Extracted data entries:
# # # # # # #

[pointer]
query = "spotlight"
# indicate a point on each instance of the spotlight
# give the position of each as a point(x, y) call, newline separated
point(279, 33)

# # # # # # #

AIM
Give the records above as a Markdown table with one row per line, omitting blank lines, using the columns Row and Line.

ANSWER TO THIS TASK
| Row | Line |
|---|---|
| 1 | [pointer] |
| 2 | query = "spotlight" |
| 3 | # indicate a point on each instance of the spotlight |
| 4 | # give the position of each as a point(x, y) call, newline separated |
| 5 | point(279, 33) |